Our pediatric dietitians are all certified by the State of Indiana and have national credentials. They are also part of Pediatric multi-disciplinary teams at Peyton Manning Children’s Hospital:
- Adolescent Medicine – eating disorders, food allergies, and appropriate growth
- Childhood cancers – nutrition support during and after treatments
- Children’s Heart Center – heart healthy meal planning, treatment of failure to thrive related to congenital heart disease
- Critical Care Medicine & ECMO – specializing in enteral and parenteral nutrition management
- Developmental-Pediatric Behavior Clinic – (picky eaters) spectrum disorders and meal planning, newborn follow up from NICU discharge
- Down Syndrome Clinic
- Ear, Nose & Throat Clinic – chewing and swallowing problems
- Endocrinology and Diabetes – nutrition management and education
- Gastroenterology – digestive disorders and feeding management
- Nephrology & Hypertension Clinic – diets for kidney disease, low sodium diets
- Perinatal Care our Level IV NICU, St. Vincent Womens – newborn feedings
- Pediatric Neurology Clinic – ketogenic diet program for the treatment of epilepsy
- Pulmonary medicine –specializing in children with MDFF
- Surgery – special diets after surgery
Pediatric Frequently Asked Questions
What to feed a sick baby or child?

- _Data shown_:
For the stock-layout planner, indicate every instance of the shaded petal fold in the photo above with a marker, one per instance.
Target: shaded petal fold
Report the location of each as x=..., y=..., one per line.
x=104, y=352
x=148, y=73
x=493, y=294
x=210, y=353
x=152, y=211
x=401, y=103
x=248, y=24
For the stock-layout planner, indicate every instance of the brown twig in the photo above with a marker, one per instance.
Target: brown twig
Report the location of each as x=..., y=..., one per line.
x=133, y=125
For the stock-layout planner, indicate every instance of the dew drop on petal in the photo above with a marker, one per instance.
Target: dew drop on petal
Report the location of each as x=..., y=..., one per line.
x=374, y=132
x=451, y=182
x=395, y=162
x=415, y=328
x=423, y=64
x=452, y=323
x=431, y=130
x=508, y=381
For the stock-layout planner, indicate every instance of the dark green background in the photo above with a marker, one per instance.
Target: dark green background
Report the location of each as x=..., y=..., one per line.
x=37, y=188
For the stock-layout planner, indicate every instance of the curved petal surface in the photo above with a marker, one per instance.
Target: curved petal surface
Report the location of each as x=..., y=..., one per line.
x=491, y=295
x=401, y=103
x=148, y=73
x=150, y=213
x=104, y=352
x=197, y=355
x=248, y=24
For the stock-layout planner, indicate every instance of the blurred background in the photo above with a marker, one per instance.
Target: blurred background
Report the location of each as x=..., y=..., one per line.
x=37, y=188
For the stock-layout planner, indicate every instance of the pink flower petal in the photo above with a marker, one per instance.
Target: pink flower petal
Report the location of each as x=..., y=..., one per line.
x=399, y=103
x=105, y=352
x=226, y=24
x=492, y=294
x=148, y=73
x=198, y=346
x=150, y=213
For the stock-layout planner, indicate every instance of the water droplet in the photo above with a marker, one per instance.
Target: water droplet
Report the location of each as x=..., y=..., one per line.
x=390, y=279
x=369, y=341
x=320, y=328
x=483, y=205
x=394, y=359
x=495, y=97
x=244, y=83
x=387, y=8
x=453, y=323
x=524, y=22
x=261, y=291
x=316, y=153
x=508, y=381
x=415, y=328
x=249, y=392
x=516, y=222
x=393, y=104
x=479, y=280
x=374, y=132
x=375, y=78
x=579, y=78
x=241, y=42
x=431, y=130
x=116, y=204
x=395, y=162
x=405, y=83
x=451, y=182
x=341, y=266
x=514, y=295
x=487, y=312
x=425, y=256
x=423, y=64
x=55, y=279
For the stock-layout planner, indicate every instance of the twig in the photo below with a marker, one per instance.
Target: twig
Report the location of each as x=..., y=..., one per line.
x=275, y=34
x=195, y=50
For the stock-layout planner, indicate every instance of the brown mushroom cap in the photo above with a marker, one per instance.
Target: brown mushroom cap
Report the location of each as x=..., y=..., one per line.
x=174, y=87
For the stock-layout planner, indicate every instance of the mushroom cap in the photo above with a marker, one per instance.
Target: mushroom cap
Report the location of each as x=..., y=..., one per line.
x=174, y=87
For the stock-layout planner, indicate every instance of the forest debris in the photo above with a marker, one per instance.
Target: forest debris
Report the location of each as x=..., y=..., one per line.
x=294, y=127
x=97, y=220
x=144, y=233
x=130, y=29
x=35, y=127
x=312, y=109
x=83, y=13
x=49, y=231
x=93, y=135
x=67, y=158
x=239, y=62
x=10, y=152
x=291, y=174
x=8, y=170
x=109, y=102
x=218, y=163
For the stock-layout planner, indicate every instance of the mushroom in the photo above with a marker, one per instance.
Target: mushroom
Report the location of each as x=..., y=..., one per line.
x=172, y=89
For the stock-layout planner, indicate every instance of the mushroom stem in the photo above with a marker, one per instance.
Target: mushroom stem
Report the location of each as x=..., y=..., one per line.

- _Questions_:
(A) Decide whether each statement agrees with the pediatric dietitian text, answering yes or no and quoting the deciding words: (i) The dietitians hold certification from the State of Indiana. (ii) The Ear, Nose & Throat Clinic work centers on ketogenic diets. (iii) The NICU at St. Vincent Womens is a Level III unit.
(B) According to the pediatric dietitian text, which team's work includes a ketogenic diet program for treating epilepsy?

- _Answer set_:
(A)
(i) Yes: "certified by the State of Indiana"
(ii) No: "Ear, Nose & Throat Clinic – chewing and swallowing problems"
(iii) No: "our Level IV NICU"

(B) The Pediatric Neurology Clinic.